(Position annotation records)

▼

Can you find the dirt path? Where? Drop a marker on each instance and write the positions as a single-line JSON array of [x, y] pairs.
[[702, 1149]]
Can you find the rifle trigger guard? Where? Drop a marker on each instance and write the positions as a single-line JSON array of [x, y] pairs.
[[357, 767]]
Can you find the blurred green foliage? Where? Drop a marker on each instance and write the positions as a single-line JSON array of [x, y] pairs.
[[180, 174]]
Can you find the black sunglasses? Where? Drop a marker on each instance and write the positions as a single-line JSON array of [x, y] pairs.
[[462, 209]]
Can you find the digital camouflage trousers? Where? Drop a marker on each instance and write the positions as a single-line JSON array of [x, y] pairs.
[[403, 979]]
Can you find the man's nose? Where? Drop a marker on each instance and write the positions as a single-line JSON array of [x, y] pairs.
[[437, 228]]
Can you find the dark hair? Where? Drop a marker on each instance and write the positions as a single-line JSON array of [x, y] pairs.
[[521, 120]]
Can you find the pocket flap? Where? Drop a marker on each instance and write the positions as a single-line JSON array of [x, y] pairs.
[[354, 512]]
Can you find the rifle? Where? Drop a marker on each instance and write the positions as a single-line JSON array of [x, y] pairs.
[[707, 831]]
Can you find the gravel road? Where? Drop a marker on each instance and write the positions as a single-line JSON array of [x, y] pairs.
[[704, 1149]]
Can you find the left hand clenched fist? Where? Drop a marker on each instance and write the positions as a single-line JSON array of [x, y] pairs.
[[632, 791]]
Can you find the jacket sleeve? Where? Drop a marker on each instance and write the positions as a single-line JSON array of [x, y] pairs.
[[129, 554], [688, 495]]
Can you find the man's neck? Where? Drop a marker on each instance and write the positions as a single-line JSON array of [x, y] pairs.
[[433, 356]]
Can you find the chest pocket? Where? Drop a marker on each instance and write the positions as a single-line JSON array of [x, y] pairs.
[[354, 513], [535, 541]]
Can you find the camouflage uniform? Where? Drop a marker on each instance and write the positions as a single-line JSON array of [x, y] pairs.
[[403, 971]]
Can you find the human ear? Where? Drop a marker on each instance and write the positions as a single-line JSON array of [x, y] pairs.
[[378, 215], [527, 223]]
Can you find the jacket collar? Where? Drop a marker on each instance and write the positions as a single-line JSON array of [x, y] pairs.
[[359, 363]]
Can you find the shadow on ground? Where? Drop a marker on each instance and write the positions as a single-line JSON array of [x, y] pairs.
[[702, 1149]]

▲

* **GIVEN INSTRUCTION**
Reproduce the material above verbatim, every line in its original order.

* **RESPONSE FOR THIS EXERCISE**
Can you find the dirt path? Where? Drop a marker on each instance and write the positions as a single-line JSON array of [x, y] pairs.
[[702, 1149]]
Can you find the rifle trigger guard? Where? Drop a marker on each instance and write the positions as a single-line JSON array of [x, y] pairs.
[[357, 767]]
Can you find the blurred green foliage? Where? Drop a marker on each instance and write the positions as a single-line JSON array of [x, y] pairs.
[[180, 174]]
Can you find the black sunglasses? Where? Drop a marker on each instance and write the positions as a single-line JSON array of [x, y] pairs.
[[462, 209]]
Can you find the digital camouflage trousers? Where? Drop a marker on each instance and write the positions as a single-line JSON array of [x, y] pairs.
[[403, 979]]
Can you find the man's nose? Where? Drop a marker on each instance and write the positions as a single-line JSON array of [x, y] pairs.
[[437, 228]]
Can you find the dark hair? Where? Drop a marker on each instance and write the positions as a single-line JSON array of [x, y] pairs.
[[521, 120]]
Can you find the pocket flap? Where? Drop a marker on each instance and write the positions as a single-line JSON array of [x, y] pairs.
[[354, 512]]
Can you find the rifle? Where? Drop a marker on each instance and write the positions as a single-line JSON array of [x, y] pairs.
[[707, 831]]
Can you find the gravel road? Where? Drop a marker on each instance and write the positions as a single-line JSON array of [x, y] pairs.
[[704, 1149]]
Can you find the left hand clenched fist? Where? Drop a marker on each instance and write the positions as a single-line JSON array of [x, y] pairs.
[[632, 791]]
Can you find the jacket sleeve? Where? Drop a marker on each instance and write the positions as a single-line JSON array of [x, y] pairs.
[[129, 554], [688, 495]]
Can you find the man's neck? Where? Drop a marker on each instance and write the positions as a single-line JSON array of [x, y] pairs.
[[433, 356]]
Can you find the chest pocket? Where? Drop a marker on each instance and write the positions as a single-line JSON array of [x, y] pairs.
[[354, 513], [535, 541]]
Can you find the camouflage uniform? Where? Drop a marker on each instance and write the positions as a single-line JSON array of [x, y] pairs.
[[403, 971]]
Can you find the human ear? Where? Drop a marker on each instance and write the positions as a single-line JSON array of [x, y] pairs.
[[378, 215], [527, 223]]
Can you find the jacket collar? Where? Drop a marker on each instance and write the positions as a single-line JSON array of [x, y] pairs.
[[359, 363]]
Can you find the shadow on ground? Where? Drop a marker on each instance and write the positions as a single-line JSON array of [x, y] pairs.
[[702, 1149]]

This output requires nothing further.